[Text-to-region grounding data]
........

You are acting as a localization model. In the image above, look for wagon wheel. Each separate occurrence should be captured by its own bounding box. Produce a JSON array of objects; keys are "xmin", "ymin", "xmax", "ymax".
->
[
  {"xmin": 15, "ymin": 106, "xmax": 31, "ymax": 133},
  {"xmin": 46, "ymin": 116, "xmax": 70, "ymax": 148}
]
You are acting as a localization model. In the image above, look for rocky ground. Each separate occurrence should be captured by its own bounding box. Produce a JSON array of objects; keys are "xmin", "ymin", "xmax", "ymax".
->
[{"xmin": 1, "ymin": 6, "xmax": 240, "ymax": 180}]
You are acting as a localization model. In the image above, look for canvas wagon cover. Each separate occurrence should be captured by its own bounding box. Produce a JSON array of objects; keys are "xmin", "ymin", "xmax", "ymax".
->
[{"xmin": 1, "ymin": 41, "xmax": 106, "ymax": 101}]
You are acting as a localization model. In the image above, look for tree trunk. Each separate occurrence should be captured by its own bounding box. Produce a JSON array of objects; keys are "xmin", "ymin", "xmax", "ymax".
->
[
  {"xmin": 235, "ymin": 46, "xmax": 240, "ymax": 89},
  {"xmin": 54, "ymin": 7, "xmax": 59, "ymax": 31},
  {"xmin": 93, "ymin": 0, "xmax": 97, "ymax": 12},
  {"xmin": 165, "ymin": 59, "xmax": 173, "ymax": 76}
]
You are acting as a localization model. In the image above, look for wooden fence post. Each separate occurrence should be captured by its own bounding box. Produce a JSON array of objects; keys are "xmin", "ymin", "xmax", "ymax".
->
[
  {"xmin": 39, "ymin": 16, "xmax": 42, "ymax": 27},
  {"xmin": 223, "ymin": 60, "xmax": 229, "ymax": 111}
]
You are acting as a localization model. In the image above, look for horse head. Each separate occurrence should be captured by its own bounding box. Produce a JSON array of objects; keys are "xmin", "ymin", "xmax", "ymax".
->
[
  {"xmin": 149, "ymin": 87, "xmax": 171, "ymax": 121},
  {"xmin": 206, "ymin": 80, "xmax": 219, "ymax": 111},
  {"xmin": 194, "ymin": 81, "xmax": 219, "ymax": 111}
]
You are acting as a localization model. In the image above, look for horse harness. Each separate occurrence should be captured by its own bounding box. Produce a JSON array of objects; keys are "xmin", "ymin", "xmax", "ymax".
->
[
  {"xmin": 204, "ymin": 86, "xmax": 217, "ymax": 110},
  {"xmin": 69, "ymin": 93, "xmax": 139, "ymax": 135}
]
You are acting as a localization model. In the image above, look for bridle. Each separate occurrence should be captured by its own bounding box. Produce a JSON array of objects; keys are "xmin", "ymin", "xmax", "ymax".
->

........

EXERCISE: All the lines that hold the word "Produce" must appear in the answer, copied from the records.

YOUR SOLUTION:
You are acting as a localization model. In the image above, look for wagon wheel. Each separate occurrence should be captured by its own bounding box. Produce a JSON array of objects; keys are "xmin", "ymin", "xmax", "ymax".
You are acting as a localization model. In the image above, look for rocky ground. Each separate occurrence should be captured by its own bounding box. Produce a JSON array of objects; keys are "xmin", "ymin", "xmax", "ymax".
You are acting as a localization model. In the image above, look for canvas wagon cover. Each separate occurrence should be captured by its own bounding box. Produce a JSON array of objects; keys are "xmin", "ymin", "xmax", "ymax".
You are acting as a localization model. In the image above, look for tree trunk. Each separate occurrence should be captured by its own bounding box. Produce a JSON array of objects; keys are "xmin", "ymin", "xmax", "ymax".
You are acting as a localization model. In the image above, look for wooden fence post. Each separate occurrence should be captured by its own bounding box. Produce a JSON array of objects; keys are "xmin", "ymin", "xmax", "ymax".
You are acting as a localization model. In the image above, look for horse head. Each separate occurrence should be captured by its own bounding box. Produce a JSON array of objects; keys are "xmin", "ymin", "xmax", "ymax".
You are acting as a localization model. In the image above, look for horse harness. Each separate occurrence should be captured by its own bounding box. Produce a JSON array of objects; keys are "xmin", "ymin", "xmax", "ymax".
You are acting as a localization model. In the image above, look for bridle. Each separate occurrence should be captured by its own bounding box. Produce a JSON array of objects; keys are "xmin", "ymin", "xmax", "ymax".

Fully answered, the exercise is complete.